Text:
<<<<

Ex-WHITE LION Singer MIKE TRAMP: 'I Would Not Wanna Play With VITO BRATTA For Anything In The World'

Ex-WHITE LION Singer MIKE TRAMP: 'I Would Not Wanna Play With VITO BRATTA For Anything In The World'

Ex-WHITE LION singer Mike Tramp says that he has no interest in reuniting with guitarist Vito Bratta.

The Danish-born singer hasn't played with his former songwriting partner and bandmate since WHITE LION performed its last concert in Boston in September 1991.

In the twenty-six years since WHITE LION broke up, Bratta's public profile has been virtually nonexistent, while Tramp has remained active, recording and touring as a solo artist and with the bands FREAK OF NATURE, THE ROCK 'N' ROLL CIRCUZ and, more recently, BAND OF BROTHERS. Tramp also attempted to revive WHITE LION with the 2008 album "Return Of The Pride", featuring new members. Two years later, Tramp ceded ownership of the name WHITE LION to Bratta in an out-of-court settlement.

Although Tramp continues to be asked about a possible WHITE LION reunion in almost every interview, he says that he would not want to resurrect the band that made him famous.

>>>>

Given data:

<<<<

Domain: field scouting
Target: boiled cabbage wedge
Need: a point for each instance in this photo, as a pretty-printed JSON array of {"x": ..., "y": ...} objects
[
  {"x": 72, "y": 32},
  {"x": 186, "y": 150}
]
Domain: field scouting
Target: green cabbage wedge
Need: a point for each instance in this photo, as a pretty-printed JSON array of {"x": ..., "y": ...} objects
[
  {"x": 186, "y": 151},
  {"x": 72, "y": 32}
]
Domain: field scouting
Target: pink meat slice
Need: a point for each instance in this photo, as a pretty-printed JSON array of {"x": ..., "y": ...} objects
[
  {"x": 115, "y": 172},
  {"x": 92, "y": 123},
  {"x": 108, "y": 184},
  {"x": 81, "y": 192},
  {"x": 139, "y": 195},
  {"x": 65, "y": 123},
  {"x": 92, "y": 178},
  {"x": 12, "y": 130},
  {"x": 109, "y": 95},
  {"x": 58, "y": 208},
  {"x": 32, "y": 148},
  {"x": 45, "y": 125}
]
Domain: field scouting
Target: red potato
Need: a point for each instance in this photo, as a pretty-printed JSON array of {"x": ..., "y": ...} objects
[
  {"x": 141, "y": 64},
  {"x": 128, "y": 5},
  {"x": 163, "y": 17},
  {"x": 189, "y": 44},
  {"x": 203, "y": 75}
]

>>>>
<<<<

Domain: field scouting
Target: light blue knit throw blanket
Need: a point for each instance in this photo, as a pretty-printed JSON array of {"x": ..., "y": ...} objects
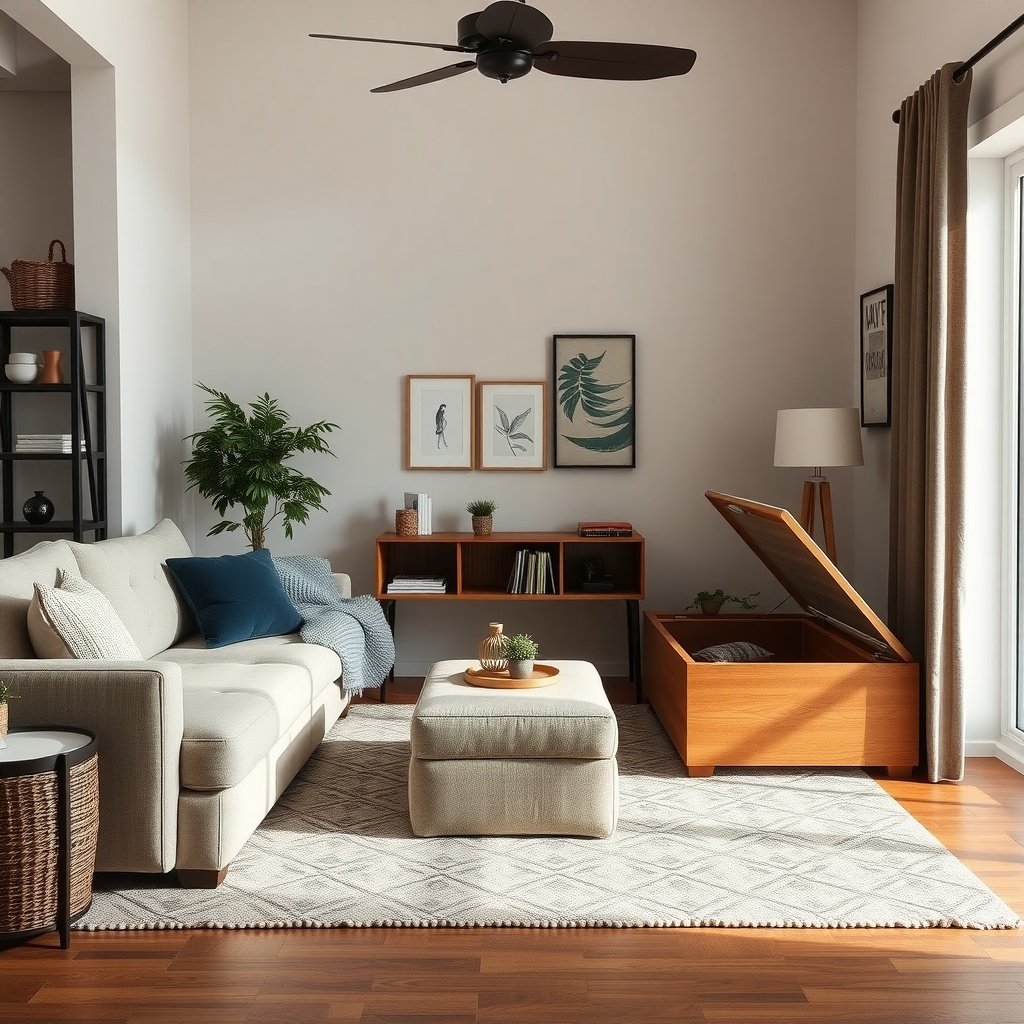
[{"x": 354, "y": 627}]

>>>>

Stated goal 1: In the Mike Tramp article, change "settlement" to "agreement" and write out everything from "The Danish-born singer" down to "made him famous.".
Stated goal 2: Please continue the Mike Tramp article from the point where it stops.
The listing isn't needed for anything here.

Final answer 1:
The Danish-born singer hasn't played with his former songwriting partner and bandmate since WHITE LION performed its last concert in Boston in September 1991.

In the twenty-six years since WHITE LION broke up, Bratta's public profile has been virtually nonexistent, while Tramp has remained active, recording and touring as a solo artist and with the bands FREAK OF NATURE, THE ROCK 'N' ROLL CIRCUZ and, more recently, BAND OF BROTHERS. Tramp also attempted to revive WHITE LION with the 2008 album "Return Of The Pride", featuring new members. Two years later, Tramp ceded ownership of the name WHITE LION to Bratta in an out-of-court agreement.

Although Tramp continues to be asked about a possible WHITE LION reunion in almost every interview, he says that he would not want to resurrect the band that made him famous.

Final answer 2:
"The thing is that I would not wanna play with Vito Bratta for anything in the world, I wouldn't wanna spend any time with him," Mike told "Rock Talk With Mitch Lafon" (hear audio below). "We have not talked for many, many years. There's nothing to talk about. He has nothing to add to the table, and I will let him rest in peace. Because I don't need him and I will not go back and do that."

He continued: "I'm performing a major amount of WHITE LION songs with the BAND OF BROTHERS in a modern version, and the fans are embracing it because they feel it's real and they understand that this is Mike Tramp up on stage — fifty percent of the WHITE LION songwriting [team] — performing the songs in 2017 his way. And that makes sense. It's not Mike Tramp up there being WHITE LION and stuff like that.

"I have finally gotten to that moment where I really cherish and enjoy playing those songs — it just feels like it's real and it's natural in where we are today," he added. "This is not a rehashed version of a band featuring the bass player and the logo."

Tramp, who is currently promoting a solo box set, "This & That (But A Whole Lot More)", believes that the reason so many people felt a personal connection with WHITE LION's music had to do with the quality of group's songwriting.

"I don't know what was so special [about the musical chemistry between Vito and me], except for when you listen to the songs, of all the bands we were competing against in the '80s, if you can call it that, when you now go back to the catalog and you listen… And the fans will do this, and they will say, 'WHITE LION has its own place,'" he said. "I don't think you can compare WHITE LION to WARRANT or RATT. They have their own place, except for maybe the look and the hair and how we all got boxed together.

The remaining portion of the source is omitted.